## PASSAGE TO READ
Nonfiction in response to Clean Water and Sanitation
June 2018

Keeping Water Clean

By Grace Muresan
Image Credit: Grace Muresan

Everybody knows that water is important. We need it to live, and use it for lots of things including eating, drinking, hygiene, and recreation. But after you brush your teeth or drain the bathtub, where does that dirty water go?

 

There is a basic 4-step procedure that is used globally to clean water.

1. Coagulation and Flocculation - Coagulation and flocculation are often the first steps in water treatment. Chemicals are added to the water, which stick to the particles in the water, and make them heavier.

 

2. Sedimentation - During sedimentation, the heavy particles settle to the bottom of the water due to their weight.

 

3. Filtration - Once the particles have settled to the bottom of the water, the clear water on top will pass through filters of varying compositions (sand, gravel, and charcoal) and pore sizes, to remove dissolved particles, such as dust, parasites, bacteria, viruses, and chemicals.

 

4. Disinfection - After the water has been filtered, a disinfectant (e.g. chlorine) is added in order to kill any remaining parasites, bacteria, and viruses, and to protect the water from germs when it is piped to homes and businesses.

## DATA EXTRACTS
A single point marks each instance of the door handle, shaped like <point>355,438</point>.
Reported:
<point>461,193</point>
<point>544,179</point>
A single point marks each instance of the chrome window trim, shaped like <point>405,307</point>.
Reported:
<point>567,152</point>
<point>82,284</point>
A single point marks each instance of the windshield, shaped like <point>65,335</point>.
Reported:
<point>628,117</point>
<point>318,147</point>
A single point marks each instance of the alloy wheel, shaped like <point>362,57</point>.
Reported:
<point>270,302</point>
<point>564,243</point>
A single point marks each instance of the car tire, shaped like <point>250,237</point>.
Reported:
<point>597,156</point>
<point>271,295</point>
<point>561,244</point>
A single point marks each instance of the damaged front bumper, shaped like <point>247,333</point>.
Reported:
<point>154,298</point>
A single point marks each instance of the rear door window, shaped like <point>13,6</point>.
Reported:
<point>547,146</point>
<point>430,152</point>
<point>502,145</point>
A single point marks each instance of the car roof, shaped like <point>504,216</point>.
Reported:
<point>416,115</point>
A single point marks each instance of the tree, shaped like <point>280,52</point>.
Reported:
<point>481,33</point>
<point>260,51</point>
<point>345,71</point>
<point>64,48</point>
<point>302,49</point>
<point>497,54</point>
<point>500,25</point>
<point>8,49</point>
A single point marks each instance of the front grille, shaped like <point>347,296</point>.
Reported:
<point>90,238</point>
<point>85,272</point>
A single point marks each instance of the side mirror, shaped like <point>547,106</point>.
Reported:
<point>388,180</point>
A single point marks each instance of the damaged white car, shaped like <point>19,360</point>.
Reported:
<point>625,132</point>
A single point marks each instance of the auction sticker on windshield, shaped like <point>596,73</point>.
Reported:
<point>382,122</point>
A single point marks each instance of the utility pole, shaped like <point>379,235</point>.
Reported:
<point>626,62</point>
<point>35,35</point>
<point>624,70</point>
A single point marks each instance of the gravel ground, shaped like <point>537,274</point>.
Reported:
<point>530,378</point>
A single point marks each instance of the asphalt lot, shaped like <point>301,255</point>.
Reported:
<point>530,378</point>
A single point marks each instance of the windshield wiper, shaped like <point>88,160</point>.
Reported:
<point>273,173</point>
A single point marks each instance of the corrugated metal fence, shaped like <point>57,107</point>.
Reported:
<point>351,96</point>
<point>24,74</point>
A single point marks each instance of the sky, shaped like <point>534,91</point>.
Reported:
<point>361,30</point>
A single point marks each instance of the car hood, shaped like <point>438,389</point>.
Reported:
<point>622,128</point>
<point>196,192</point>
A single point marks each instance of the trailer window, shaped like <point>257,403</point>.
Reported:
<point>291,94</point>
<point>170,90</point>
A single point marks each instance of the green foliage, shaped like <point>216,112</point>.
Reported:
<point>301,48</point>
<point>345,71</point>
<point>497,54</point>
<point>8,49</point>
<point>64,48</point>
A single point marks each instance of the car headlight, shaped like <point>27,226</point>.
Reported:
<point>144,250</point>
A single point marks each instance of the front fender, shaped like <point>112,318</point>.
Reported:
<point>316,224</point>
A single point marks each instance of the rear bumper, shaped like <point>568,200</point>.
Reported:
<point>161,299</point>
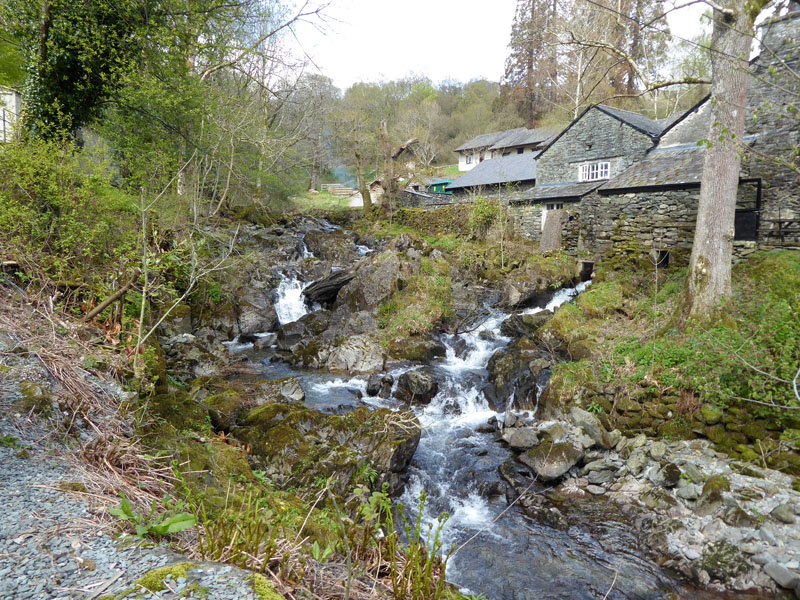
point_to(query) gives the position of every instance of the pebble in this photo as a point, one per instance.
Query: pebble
(38, 558)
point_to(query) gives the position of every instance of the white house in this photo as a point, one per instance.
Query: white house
(10, 109)
(502, 143)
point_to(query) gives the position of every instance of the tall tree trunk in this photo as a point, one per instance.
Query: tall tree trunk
(709, 277)
(362, 183)
(388, 183)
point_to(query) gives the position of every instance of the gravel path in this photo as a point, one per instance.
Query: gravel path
(49, 550)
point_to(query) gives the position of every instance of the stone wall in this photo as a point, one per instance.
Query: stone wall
(658, 220)
(505, 193)
(774, 118)
(596, 136)
(526, 220)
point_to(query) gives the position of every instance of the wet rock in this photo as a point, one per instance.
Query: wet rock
(359, 354)
(690, 492)
(671, 474)
(550, 461)
(298, 443)
(636, 462)
(306, 327)
(325, 290)
(784, 513)
(521, 438)
(333, 246)
(591, 426)
(658, 450)
(723, 561)
(552, 430)
(782, 576)
(380, 385)
(372, 283)
(417, 387)
(265, 342)
(711, 499)
(255, 312)
(524, 325)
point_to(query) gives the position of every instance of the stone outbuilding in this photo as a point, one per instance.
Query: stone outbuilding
(621, 180)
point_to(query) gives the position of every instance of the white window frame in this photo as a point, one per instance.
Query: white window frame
(594, 171)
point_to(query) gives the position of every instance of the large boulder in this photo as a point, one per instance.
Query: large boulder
(372, 283)
(524, 325)
(358, 354)
(592, 427)
(417, 387)
(336, 247)
(550, 461)
(306, 327)
(301, 445)
(256, 312)
(514, 370)
(325, 290)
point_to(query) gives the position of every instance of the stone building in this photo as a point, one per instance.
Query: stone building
(622, 180)
(10, 109)
(502, 143)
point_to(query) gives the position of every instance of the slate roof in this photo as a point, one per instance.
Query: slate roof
(510, 138)
(503, 169)
(481, 141)
(675, 165)
(524, 137)
(635, 120)
(564, 191)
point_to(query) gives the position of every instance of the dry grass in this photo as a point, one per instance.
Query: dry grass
(113, 462)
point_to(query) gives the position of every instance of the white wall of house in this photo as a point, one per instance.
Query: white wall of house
(10, 108)
(463, 165)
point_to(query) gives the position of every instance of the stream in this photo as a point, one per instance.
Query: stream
(506, 555)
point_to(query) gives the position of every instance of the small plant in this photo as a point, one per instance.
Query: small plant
(319, 554)
(594, 408)
(148, 525)
(418, 571)
(8, 441)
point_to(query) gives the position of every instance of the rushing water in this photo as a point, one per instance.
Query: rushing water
(501, 552)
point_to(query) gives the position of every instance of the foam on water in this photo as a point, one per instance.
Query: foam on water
(289, 302)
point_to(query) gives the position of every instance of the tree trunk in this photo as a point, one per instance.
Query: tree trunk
(709, 277)
(388, 183)
(362, 183)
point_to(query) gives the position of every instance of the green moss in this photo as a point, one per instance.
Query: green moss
(263, 588)
(35, 399)
(72, 486)
(602, 299)
(153, 581)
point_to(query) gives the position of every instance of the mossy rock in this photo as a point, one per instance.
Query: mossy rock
(711, 414)
(787, 462)
(36, 399)
(263, 588)
(711, 499)
(723, 561)
(153, 581)
(299, 446)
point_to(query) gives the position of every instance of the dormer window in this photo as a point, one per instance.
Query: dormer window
(594, 171)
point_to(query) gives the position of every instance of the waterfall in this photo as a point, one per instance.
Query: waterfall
(289, 302)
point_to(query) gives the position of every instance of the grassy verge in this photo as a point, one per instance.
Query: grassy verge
(727, 378)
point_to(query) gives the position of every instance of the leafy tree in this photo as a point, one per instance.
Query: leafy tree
(76, 55)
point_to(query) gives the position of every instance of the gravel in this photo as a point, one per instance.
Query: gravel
(48, 546)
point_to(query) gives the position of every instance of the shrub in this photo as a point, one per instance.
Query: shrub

## THE PROBLEM
Reproduce the part of the water-cleaning passage from "1. Coagulation and" to "viruses, and chemicals.".

## EXERCISE OUTPUT
1. Coagulation and Flocculation - Coagulation and flocculation are often the first steps in water treatment. Chemicals are added to the water, which stick to the particles in the water, and make them heavier.

 

2. Sedimentation - During sedimentation, the heavy particles settle to the bottom of the water due to their weight.

 

3. Filtration - Once the particles have settled to the bottom of the water, the clear water on top will pass through filters of varying compositions (sand, gravel, and charcoal) and pore sizes, to remove dissolved particles, such as dust, parasites, bacteria, viruses, and chemicals.